> STATED EXERCISE 1
In the location labeling rows, update the stretch from the line containing "[locate] headlight (give" through the last row by replacing "front bumper" with "rear bumper", keeping everything else the same, and return only those lines.

> DOCUMENT PASSAGE
Mittwoch, 30. April 2008

Using reCAPTCHA with Google App Engine

We have no image creation capabilities in Google App Engine (yet). So if you want to display a CAPTCHA (Completely Automated Public Turing test to tell Computers and Humans Apart) within a GAE application, you need to do this by using an external service provider.

One of these providers is reCAPTCHA - and the nice thing about reCAPTCHA is, that your visitors are helping to digitize books by solving the CAPTCHA.

So how do we start?
At first, you should get a service key on recaptcha.net.
After you registered, you can create an unlimited number of service keys for your domain.
Note: If you want to use reCAPTCHA with your dev environment, you need to get keys for localhost.
After generating one pair of keys, the screen should look like this:

Write down your public and private key - we will need them later. If you forget them, you can return to recaptcha.net to find them out. Don't tell anyone your private key.

After having registered for the service, you should get a simple service class I adapted from python.org to GAE. You can download the adapted class here. Rename it to captcha.py and copy it somewhere (I prefer putting it in a subdirectory named recaptcha/client/ - remember to add an empty __init__.py in every directory if you do this) within your App Engine project.

> STATED EXERCISE 2
Answer these questions about the reCAPTCHA walkthrough:
(a) Where should you first get a service key?
(b) For which host do you need keys to use reCAPTCHA with your dev environment?
(c) What name should the downloaded service class be given?

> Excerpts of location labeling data

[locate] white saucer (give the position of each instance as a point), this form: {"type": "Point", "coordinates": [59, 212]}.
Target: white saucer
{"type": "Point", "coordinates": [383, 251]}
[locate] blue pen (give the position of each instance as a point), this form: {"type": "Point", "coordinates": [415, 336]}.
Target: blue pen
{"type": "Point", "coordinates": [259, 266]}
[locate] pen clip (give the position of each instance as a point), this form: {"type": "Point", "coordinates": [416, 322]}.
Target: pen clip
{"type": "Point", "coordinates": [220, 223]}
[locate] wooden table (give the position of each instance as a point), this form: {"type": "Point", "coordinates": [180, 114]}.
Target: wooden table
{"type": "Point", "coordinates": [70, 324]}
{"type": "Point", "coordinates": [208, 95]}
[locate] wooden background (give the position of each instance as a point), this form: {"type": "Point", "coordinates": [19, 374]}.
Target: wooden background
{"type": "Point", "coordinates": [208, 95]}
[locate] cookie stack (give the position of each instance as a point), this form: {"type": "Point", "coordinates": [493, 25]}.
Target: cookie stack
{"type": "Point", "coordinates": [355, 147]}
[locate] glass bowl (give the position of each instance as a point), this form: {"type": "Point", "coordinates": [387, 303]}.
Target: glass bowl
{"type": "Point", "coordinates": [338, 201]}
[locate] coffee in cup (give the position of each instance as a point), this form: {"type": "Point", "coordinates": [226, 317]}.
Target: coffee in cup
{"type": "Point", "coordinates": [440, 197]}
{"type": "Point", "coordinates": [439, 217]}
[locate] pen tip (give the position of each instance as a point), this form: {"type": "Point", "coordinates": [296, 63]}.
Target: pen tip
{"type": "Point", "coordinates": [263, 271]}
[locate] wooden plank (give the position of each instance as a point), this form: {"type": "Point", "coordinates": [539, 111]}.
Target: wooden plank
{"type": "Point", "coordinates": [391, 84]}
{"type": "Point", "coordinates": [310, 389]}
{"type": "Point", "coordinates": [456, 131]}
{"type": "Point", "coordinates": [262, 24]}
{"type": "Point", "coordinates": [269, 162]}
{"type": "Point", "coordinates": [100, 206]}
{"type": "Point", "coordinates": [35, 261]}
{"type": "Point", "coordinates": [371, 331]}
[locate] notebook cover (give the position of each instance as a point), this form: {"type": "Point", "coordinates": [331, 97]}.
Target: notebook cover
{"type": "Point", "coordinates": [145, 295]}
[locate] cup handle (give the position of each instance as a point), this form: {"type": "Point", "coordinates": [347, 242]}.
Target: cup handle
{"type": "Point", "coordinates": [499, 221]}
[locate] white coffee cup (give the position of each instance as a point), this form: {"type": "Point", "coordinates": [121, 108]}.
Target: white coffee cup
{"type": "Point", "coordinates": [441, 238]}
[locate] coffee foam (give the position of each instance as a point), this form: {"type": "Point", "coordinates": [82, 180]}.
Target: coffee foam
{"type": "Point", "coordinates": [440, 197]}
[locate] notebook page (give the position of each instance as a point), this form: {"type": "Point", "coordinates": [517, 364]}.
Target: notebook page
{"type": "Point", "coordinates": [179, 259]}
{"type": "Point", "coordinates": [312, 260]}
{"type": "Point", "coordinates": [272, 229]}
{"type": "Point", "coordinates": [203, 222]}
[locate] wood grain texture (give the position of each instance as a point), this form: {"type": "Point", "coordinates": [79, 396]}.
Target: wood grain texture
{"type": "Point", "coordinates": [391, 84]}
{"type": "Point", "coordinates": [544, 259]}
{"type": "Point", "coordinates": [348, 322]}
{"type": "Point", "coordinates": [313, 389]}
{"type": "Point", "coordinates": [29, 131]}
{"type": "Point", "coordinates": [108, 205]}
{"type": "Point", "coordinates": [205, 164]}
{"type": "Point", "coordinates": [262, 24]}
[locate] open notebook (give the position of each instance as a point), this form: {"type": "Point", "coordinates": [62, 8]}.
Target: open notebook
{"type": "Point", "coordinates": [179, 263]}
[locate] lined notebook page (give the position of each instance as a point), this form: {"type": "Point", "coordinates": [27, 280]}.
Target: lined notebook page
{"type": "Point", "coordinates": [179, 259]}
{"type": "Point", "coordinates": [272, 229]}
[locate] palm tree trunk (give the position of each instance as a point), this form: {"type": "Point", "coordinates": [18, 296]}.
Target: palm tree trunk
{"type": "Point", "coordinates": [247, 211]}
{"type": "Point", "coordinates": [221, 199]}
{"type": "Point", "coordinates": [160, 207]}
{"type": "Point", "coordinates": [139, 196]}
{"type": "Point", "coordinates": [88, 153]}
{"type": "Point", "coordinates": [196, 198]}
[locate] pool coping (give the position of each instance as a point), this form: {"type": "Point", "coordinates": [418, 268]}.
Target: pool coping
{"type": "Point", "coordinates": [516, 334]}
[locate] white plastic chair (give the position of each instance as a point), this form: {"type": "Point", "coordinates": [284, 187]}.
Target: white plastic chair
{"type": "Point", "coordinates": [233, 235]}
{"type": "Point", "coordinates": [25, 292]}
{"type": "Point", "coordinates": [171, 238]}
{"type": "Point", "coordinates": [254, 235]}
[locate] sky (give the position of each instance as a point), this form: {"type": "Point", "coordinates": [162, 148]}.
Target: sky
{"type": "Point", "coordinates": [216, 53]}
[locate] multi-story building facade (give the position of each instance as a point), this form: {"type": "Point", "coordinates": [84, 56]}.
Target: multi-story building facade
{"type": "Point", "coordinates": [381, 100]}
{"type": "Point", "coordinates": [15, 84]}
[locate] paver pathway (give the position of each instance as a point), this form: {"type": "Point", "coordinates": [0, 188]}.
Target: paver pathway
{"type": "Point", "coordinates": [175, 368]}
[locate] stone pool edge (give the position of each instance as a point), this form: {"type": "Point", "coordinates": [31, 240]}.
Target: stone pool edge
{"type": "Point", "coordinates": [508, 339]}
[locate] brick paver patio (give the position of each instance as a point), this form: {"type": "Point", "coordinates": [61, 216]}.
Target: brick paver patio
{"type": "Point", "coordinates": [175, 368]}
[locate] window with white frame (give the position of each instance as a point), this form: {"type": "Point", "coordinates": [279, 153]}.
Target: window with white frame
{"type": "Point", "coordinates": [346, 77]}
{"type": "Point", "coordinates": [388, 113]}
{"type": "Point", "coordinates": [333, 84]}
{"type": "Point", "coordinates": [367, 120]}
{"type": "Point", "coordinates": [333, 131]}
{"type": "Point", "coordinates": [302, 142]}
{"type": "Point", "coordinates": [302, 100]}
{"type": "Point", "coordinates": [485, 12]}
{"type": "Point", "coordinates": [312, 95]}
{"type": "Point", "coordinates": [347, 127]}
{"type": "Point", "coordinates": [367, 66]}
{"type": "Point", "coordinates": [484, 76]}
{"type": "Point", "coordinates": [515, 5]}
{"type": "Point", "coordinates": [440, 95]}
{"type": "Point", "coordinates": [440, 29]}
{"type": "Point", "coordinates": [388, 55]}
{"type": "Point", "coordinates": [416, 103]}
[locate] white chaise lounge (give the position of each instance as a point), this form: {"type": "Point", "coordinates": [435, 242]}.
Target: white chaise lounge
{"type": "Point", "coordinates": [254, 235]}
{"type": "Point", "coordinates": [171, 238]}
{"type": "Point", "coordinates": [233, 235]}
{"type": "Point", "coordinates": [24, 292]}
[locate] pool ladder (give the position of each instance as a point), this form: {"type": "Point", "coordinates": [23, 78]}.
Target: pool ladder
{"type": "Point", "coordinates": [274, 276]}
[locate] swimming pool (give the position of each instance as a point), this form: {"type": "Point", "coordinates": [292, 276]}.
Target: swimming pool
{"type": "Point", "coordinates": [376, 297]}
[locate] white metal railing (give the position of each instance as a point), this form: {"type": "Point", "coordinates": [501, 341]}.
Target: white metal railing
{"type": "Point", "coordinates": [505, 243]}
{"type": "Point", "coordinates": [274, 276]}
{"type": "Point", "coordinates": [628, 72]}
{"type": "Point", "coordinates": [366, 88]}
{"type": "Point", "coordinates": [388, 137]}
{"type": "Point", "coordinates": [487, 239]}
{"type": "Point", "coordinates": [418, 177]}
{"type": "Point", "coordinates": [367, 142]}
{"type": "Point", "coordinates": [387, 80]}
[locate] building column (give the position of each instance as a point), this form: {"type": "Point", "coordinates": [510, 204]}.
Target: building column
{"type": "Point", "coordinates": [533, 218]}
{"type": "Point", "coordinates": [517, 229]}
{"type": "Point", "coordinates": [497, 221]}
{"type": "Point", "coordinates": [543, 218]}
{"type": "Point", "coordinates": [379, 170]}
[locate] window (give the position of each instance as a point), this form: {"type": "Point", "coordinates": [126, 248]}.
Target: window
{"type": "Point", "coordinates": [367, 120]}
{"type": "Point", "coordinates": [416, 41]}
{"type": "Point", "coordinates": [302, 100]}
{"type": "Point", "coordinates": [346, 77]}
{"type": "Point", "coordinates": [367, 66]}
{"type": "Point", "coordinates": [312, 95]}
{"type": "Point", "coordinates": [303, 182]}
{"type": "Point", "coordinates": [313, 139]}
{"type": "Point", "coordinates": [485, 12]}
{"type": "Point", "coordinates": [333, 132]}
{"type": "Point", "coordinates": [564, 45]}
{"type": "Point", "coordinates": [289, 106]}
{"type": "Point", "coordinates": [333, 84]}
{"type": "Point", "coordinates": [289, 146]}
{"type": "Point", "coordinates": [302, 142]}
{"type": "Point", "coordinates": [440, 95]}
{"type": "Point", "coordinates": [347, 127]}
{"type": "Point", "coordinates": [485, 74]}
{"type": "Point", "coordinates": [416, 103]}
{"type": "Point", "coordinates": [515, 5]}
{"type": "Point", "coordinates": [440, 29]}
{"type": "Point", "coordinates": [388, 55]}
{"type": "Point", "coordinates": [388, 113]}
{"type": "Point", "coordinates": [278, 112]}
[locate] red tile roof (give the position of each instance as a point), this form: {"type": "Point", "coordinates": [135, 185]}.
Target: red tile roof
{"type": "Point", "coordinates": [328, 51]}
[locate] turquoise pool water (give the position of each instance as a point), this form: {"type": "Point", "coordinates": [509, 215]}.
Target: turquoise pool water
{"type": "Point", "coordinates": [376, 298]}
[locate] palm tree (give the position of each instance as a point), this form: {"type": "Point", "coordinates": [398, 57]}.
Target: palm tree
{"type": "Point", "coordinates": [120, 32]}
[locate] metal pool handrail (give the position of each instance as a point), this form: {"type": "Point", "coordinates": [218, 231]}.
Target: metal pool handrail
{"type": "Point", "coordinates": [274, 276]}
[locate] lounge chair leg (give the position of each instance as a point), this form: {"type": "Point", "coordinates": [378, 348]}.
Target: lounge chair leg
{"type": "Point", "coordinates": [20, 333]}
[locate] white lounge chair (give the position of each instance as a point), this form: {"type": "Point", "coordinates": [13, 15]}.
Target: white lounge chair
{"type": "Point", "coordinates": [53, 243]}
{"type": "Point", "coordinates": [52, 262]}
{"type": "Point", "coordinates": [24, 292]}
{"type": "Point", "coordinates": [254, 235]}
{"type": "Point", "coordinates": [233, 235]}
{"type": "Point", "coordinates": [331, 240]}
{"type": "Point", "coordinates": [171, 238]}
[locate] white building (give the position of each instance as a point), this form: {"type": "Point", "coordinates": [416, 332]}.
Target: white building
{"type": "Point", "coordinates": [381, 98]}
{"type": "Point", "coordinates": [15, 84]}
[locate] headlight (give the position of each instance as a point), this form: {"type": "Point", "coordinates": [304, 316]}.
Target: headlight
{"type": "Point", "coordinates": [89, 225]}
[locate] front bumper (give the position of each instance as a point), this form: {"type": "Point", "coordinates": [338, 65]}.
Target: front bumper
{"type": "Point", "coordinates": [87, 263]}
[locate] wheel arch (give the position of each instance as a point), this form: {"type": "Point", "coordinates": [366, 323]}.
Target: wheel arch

> TASK OUTPUT 1
[locate] headlight (give the position of each instance as a point), this form: {"type": "Point", "coordinates": [304, 316]}.
Target: headlight
{"type": "Point", "coordinates": [89, 225]}
[locate] rear bumper (give the position of each instance as a point), this form: {"type": "Point", "coordinates": [338, 65]}.
Target: rear bumper
{"type": "Point", "coordinates": [87, 263]}
[locate] wheel arch (give the position of each instance as a point), this form: {"type": "Point", "coordinates": [366, 323]}.
Target: wheel arch

> TASK OUTPUT 2
(a) You should get a service key on recaptcha.net.
(b) You need keys for localhost.
(c) The class should be renamed to captcha.py.